2.4. La ricorrente se ne duole osservando che non intendeva rimettere in discussione i principi affermati dalle Sezioni Unite citate; oggetto di devoluzione non era la questione relativa alla qualifica come profitto delle somme di danaro conseguite dopo la consumazione del reato, bensì la possibilità di ritenere come finalizzato alla confisca diretta il sequestro di somme non presenti sui conti societari al momento del blocco dei conti stessi, somme delle quali, dunque, la società non aveva evidentemente la disponibilità al momento del sequestro, con efficacia preclusiva del sequestro finalizzato alla confisca diretta del profitto.
3. II rilievo è, come detto, infondato.
3.1. La specifica questione devoluta è già stata esaminata e risolta dalla citata Sez. 3, n. 42616 del 20/09/2022, L’Angolana, Rv. 283714 – 02, secondo cui, in tema di sequestro preventivo finalizzato alla confisca diretta ex art. 12-bis d.lgs. 10 marzo 2000, n. 74, ove l’esecuzione avvenga su danaro giacente presso una banca, è legittima l’apprensione, fino all’importo indicato nella statuizione giudiziaria, anche delle somme accreditate successivamente alla sua notifica e dopo che la banca abbia reso la prima dichiarazione in ordine alle giacenze ai sensi dell’art. 547 cod. proc. civ., non ostandovi la disciplina relativa alle formalità di esecuzione della misura, giacché le disposizioni del codice di procedura civile, richiamate dall’art. 104 disp. att. cod. proc. pen. in quanto compatibili, non impediscono al terzo di rendere più dichiarazioni, pur in assenza di nuove notifiche del provvedimento impositivo.

.....

◆ Consegna: Elenca tutti gli articoli di legge richiamati nel brano, indicando per ciascuno la fonte normativa citata insieme ad esso. I dati che seguono costituiscono materiale a sé, distinto dal brano.

.....

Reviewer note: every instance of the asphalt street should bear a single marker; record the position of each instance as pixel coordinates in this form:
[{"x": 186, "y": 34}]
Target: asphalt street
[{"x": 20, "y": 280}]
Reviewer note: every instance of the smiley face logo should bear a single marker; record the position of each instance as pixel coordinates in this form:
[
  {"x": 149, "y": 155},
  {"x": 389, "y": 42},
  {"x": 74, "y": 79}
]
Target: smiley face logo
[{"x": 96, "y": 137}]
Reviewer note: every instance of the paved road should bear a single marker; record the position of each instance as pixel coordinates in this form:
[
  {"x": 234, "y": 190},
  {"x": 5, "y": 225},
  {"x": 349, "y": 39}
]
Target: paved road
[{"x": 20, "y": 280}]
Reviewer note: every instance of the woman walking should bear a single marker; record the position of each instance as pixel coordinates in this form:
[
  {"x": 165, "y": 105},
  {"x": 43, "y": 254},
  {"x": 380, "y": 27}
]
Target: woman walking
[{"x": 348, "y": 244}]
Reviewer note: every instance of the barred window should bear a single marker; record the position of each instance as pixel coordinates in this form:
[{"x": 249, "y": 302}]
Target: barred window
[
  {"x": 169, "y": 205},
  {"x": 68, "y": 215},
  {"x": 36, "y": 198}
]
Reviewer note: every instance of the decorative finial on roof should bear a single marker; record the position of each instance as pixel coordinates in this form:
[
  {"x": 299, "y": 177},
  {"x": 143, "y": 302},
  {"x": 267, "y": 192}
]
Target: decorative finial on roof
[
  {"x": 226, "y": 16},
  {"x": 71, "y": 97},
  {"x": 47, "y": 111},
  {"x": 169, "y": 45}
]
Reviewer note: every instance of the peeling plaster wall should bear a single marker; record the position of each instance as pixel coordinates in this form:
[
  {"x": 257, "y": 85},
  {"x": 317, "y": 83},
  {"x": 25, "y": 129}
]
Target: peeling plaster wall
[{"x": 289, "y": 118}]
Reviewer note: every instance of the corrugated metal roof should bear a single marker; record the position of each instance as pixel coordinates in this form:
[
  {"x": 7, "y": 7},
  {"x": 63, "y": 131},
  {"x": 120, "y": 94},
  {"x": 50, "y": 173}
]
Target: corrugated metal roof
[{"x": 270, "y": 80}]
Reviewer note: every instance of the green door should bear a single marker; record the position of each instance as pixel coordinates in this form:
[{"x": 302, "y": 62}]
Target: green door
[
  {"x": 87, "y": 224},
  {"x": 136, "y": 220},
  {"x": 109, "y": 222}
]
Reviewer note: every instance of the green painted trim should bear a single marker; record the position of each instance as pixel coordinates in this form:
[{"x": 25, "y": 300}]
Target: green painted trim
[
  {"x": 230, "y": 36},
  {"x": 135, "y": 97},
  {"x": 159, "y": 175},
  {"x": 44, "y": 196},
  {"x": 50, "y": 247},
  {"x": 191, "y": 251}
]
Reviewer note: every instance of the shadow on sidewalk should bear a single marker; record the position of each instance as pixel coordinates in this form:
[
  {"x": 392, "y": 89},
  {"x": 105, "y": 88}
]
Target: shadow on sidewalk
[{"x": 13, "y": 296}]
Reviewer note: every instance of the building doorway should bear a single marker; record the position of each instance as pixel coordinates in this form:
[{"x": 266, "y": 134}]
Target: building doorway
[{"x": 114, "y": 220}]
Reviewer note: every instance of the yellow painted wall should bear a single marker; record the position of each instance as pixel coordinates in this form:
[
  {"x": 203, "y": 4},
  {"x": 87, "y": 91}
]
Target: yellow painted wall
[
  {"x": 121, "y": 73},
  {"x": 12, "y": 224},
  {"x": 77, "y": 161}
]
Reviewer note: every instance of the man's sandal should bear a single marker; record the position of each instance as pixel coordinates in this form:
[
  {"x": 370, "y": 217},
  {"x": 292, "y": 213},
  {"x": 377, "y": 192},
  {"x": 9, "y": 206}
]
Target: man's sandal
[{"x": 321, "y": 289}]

.....

◆ Risposta corretta:
- art. 12-bis d.lgs. 10 marzo 2000, n. 74
- art. 547 cod. proc. civ.
- art. 104 disp. att. cod. proc. pen.